■ **EXERCISE DESCRIPTION**
Please render every one of the rows below as a numbered list, dropping any blank lines.

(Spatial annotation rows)
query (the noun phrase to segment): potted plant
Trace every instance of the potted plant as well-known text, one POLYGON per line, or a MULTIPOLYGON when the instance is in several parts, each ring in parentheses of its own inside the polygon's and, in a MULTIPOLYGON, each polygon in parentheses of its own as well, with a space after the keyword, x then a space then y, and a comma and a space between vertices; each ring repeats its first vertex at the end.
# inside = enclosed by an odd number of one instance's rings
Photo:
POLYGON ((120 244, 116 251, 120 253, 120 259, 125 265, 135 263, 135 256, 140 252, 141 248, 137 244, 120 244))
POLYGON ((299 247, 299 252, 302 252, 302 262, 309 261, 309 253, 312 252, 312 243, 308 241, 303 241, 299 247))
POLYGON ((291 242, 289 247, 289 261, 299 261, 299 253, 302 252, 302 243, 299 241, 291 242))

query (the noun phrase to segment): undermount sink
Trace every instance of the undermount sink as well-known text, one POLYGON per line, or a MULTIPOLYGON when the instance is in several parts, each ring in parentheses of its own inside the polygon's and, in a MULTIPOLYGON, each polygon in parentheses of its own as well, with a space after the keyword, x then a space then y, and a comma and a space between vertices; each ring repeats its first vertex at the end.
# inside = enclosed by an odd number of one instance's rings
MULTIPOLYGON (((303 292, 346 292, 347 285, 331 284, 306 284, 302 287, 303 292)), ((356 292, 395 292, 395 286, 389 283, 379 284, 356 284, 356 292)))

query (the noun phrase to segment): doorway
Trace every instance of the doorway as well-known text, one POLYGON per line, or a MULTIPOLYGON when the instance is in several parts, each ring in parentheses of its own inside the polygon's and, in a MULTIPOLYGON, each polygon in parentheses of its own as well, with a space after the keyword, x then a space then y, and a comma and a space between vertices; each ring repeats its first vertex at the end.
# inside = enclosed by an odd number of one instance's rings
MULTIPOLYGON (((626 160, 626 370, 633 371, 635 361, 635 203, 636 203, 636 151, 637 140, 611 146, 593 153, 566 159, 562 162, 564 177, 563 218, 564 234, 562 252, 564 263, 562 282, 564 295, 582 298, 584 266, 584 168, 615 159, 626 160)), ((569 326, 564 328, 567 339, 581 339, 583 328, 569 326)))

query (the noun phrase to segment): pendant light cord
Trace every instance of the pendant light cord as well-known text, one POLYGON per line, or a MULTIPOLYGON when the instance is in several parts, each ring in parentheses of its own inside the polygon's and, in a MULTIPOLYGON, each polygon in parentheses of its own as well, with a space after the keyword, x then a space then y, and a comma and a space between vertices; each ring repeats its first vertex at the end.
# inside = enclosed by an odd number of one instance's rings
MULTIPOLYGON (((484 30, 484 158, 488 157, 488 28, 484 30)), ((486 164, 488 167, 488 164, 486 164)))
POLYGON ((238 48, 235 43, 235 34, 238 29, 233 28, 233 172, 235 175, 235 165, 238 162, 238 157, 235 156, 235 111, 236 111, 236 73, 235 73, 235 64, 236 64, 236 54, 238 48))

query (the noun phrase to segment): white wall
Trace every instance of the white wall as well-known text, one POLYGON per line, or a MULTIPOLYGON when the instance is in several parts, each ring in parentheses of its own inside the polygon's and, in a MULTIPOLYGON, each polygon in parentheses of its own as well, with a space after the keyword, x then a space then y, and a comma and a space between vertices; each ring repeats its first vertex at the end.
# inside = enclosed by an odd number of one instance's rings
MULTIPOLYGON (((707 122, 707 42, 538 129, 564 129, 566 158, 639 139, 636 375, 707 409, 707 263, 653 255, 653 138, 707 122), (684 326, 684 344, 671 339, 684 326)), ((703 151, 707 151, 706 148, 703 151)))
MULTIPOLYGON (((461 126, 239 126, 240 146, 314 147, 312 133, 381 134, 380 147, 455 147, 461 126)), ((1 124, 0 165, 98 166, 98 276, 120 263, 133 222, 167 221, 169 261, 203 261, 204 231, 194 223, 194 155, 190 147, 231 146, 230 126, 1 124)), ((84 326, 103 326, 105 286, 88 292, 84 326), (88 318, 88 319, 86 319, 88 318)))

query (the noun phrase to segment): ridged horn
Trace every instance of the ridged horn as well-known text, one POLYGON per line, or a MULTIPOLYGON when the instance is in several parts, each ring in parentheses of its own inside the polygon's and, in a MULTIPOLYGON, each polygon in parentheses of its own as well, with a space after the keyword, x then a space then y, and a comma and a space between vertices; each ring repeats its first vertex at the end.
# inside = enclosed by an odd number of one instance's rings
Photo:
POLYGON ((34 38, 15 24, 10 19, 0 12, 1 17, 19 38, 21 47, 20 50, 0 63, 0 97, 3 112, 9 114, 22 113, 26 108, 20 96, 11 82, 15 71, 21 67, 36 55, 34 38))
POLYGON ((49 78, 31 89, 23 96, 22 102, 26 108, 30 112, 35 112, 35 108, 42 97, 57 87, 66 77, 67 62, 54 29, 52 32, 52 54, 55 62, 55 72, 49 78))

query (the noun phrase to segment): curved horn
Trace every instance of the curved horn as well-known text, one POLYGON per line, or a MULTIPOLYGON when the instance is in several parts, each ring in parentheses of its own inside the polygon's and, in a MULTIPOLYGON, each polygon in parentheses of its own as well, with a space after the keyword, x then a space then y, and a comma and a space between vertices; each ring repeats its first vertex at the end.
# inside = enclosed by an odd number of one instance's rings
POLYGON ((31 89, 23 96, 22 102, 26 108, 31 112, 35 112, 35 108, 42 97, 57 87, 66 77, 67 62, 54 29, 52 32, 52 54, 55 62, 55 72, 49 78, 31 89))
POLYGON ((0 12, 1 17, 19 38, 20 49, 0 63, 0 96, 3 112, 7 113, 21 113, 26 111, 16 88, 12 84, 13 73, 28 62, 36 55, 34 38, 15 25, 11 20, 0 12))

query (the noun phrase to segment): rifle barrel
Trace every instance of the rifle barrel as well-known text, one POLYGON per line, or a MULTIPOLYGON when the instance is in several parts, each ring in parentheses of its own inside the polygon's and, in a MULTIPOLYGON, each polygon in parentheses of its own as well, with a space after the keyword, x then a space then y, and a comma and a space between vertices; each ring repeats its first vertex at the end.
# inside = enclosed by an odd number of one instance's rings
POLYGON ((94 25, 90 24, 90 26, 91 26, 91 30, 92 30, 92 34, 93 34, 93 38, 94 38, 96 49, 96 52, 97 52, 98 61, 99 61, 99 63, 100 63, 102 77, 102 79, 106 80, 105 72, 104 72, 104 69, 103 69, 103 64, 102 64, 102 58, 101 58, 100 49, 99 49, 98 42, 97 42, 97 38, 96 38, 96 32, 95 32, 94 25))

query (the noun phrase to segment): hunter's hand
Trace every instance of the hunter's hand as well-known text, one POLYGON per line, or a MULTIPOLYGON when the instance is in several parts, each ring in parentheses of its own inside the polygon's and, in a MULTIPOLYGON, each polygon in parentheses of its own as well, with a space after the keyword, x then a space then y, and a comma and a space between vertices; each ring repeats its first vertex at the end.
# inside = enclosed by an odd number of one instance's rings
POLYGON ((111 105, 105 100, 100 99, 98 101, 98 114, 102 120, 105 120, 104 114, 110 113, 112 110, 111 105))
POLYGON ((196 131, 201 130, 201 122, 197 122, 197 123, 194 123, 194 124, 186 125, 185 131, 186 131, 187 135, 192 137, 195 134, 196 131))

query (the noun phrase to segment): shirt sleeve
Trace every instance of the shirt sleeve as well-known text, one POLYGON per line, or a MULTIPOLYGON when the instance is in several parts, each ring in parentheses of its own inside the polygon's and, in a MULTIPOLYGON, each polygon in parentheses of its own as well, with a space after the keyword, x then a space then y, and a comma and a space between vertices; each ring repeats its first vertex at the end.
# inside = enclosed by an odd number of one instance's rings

■ **RESULT OF THE TASK**
1. query (the noun phrase to segment): potted plant
2. Trace every instance of the potted plant as well-known text, one POLYGON per line, or a MULTIPOLYGON when the instance is in several parts, each ring in parentheses of its own inside the polygon's and, in a MULTIPOLYGON, each polygon in parentheses of its own as well, with a space after the keyword, x then a space then y, and a comma and a space between vertices; each ring repeats its first vertex at the end.
3. # inside = enclosed by an odd number of one instance's rings
4. Photo:
5. POLYGON ((120 244, 116 251, 120 253, 120 259, 125 265, 135 263, 135 256, 140 252, 141 248, 137 244, 120 244))
6. POLYGON ((299 247, 299 252, 302 252, 302 262, 309 261, 309 253, 312 252, 312 243, 308 241, 303 241, 299 247))
7. POLYGON ((291 242, 289 247, 289 261, 299 261, 299 253, 302 252, 302 243, 299 241, 291 242))
8. query (the noun phrase to segment): undermount sink
9. Trace every instance of the undermount sink as well-known text, one POLYGON per line, or a MULTIPOLYGON when the instance is in several parts, each ring in parentheses of its own inside the polygon's and, in a MULTIPOLYGON, each polygon in parentheses of its own as well, with a space after the keyword, x then a space then y, and a comma and a space between vertices; each ring repeats its first vertex at the end.
10. # inside = enclosed by an odd number of one instance's rings
11. MULTIPOLYGON (((303 292, 346 292, 347 285, 331 284, 306 284, 302 287, 303 292)), ((356 292, 395 292, 395 286, 389 283, 379 284, 356 284, 356 292)))
12. query (the noun phrase to segment): doorway
13. Trace every instance of the doorway as well-known text, one POLYGON per line, or a MULTIPOLYGON when the instance is in several parts, each ring in parentheses of its own inside the polygon's and, in a MULTIPOLYGON, each polygon in parentheses of its own as well, with a space after the keyword, x then a space then y, and a comma and a space between vertices; each ring repeats its first vertex at the end.
14. # inside = enclosed by an odd number of one instance's rings
15. MULTIPOLYGON (((626 160, 626 370, 633 371, 635 361, 635 203, 636 203, 636 151, 637 140, 611 146, 593 153, 566 159, 562 162, 564 177, 563 218, 564 234, 562 252, 564 263, 562 282, 564 295, 582 298, 584 266, 584 168, 615 159, 626 160)), ((569 326, 564 328, 567 339, 581 339, 583 328, 569 326)))
16. query (the noun phrase to segment): pendant light cord
17. Trace every instance of the pendant light cord as well-known text, one POLYGON per line, or a MULTIPOLYGON when the instance is in several parts, each ring in parentheses of its own inside the polygon's and, in a MULTIPOLYGON, each polygon in parentheses of its own as well, with a space after the keyword, x then a space then y, and a comma and a space between vertices; each ring repeats its first vertex at the end.
18. # inside = enclosed by an odd number of one instance's rings
19. MULTIPOLYGON (((484 30, 484 158, 488 157, 488 28, 484 30)), ((486 164, 488 167, 488 164, 486 164)))
20. POLYGON ((238 48, 235 43, 235 34, 238 29, 233 28, 233 172, 235 175, 235 165, 238 162, 238 157, 235 156, 235 111, 236 111, 236 73, 235 73, 235 64, 236 64, 236 54, 238 48))
21. query (the noun phrase to segment): white wall
22. Trace every instance of the white wall as well-known text, one POLYGON per line, or a MULTIPOLYGON when the instance is in several parts, each ring in parentheses of its own inside the polygon's and, in a MULTIPOLYGON, each polygon in parentheses of its own as well, with a space after the keyword, x then a space then y, and a comma and a space between vertices; each ring repeats its first vertex at the end.
23. # inside = enclosed by an odd number of one instance's rings
24. MULTIPOLYGON (((707 122, 707 42, 538 129, 564 129, 566 158, 639 139, 636 375, 707 409, 707 263, 653 255, 653 138, 707 122), (684 326, 684 344, 671 339, 684 326)), ((703 151, 707 151, 706 148, 703 151)))
25. MULTIPOLYGON (((461 126, 239 126, 240 146, 314 147, 312 133, 381 134, 380 147, 455 147, 461 126)), ((1 124, 0 165, 98 166, 98 276, 120 263, 133 222, 167 221, 169 261, 203 261, 204 231, 194 223, 194 155, 190 147, 231 146, 230 126, 1 124)), ((84 326, 103 326, 105 286, 88 292, 84 326), (88 318, 88 319, 86 319, 88 318)))
26. query (the noun phrase to segment): ridged horn
27. Trace every instance of the ridged horn as well-known text, one POLYGON per line, or a MULTIPOLYGON when the instance is in several parts, each ring in parentheses of its own inside the polygon's and, in a MULTIPOLYGON, each polygon in parentheses of its own as well, with a space after the keyword, x then a space then y, and a comma and a space between vertices; each ring repeats its first vertex at the end.
28. # inside = enclosed by an odd number of one instance's rings
29. Photo:
30. POLYGON ((34 38, 15 24, 10 19, 0 12, 1 17, 19 38, 21 47, 20 50, 0 63, 0 97, 3 112, 9 114, 22 113, 26 108, 20 96, 11 82, 15 71, 21 67, 36 55, 34 38))
31. POLYGON ((49 78, 31 89, 23 96, 22 102, 26 108, 30 112, 35 112, 35 108, 42 97, 57 87, 66 77, 67 62, 54 29, 52 32, 52 54, 55 62, 55 72, 49 78))
32. query (the noun phrase to segment): curved horn
33. Trace every instance of the curved horn as well-known text, one POLYGON per line, or a MULTIPOLYGON when the instance is in several parts, each ring in parentheses of its own inside the polygon's and, in a MULTIPOLYGON, each polygon in parentheses of its own as well, with a space after the keyword, x then a space then y, and a comma and a space between vertices; each ring repeats its first vertex at the end.
34. # inside = enclosed by an odd number of one instance's rings
35. POLYGON ((31 89, 23 96, 22 102, 26 108, 31 112, 35 112, 35 108, 42 97, 57 87, 66 77, 67 62, 54 29, 52 32, 52 54, 55 62, 55 72, 49 78, 31 89))
36. POLYGON ((0 12, 1 17, 19 38, 20 49, 0 63, 0 96, 3 112, 7 113, 21 113, 26 111, 16 88, 12 84, 13 73, 28 62, 36 55, 34 38, 15 25, 11 20, 0 12))
37. query (the noun phrase to segment): rifle barrel
38. Trace every instance of the rifle barrel as well-known text, one POLYGON per line, or a MULTIPOLYGON when the instance is in several parts, each ring in parentheses of its own inside the polygon's and, in a MULTIPOLYGON, each polygon in parentheses of its own as well, with a space after the keyword, x then a space then y, and a comma and a space between vertices; each ring repeats its first vertex at the end.
39. # inside = enclosed by an odd number of one instance's rings
40. POLYGON ((94 25, 90 24, 90 26, 91 26, 91 30, 92 30, 92 34, 93 34, 93 38, 94 38, 96 49, 96 52, 97 52, 98 61, 99 61, 99 63, 100 63, 102 77, 102 79, 106 80, 105 72, 104 72, 104 69, 103 69, 103 64, 102 64, 102 58, 101 58, 100 49, 99 49, 98 42, 97 42, 97 38, 96 38, 96 32, 95 32, 94 25))
41. query (the noun phrase to segment): hunter's hand
42. Trace every instance of the hunter's hand as well-known text, one POLYGON per line, or a MULTIPOLYGON when the instance is in several parts, each ring in parentheses of its own inside the polygon's and, in a MULTIPOLYGON, each polygon in parentheses of its own as well, with a space after the keyword, x then a space then y, and a comma and a space between vertices; each ring repeats its first vertex at the end.
43. # inside = enclosed by an odd number of one instance's rings
44. POLYGON ((111 105, 105 100, 100 99, 98 101, 98 114, 102 120, 105 120, 104 114, 110 113, 112 110, 111 105))
45. POLYGON ((196 131, 201 130, 201 122, 197 122, 197 123, 194 123, 194 124, 186 125, 185 131, 186 131, 187 135, 192 137, 195 134, 196 131))
46. query (the noun phrase to segment): shirt sleeve
47. Trace every instance of the shirt sleeve as well-known text, one POLYGON per line, or a MULTIPOLYGON when the instance is in several parts, each ring in parentheses of its own inside the polygon's and, in a MULTIPOLYGON, each polygon in parentheses of its own as well, with a space after the keyword, x then a space then y, and a comma and a space between vertices; each ring repeats its first vertex at the end.
48. # inside = enclosed by an odd number of one instance's rings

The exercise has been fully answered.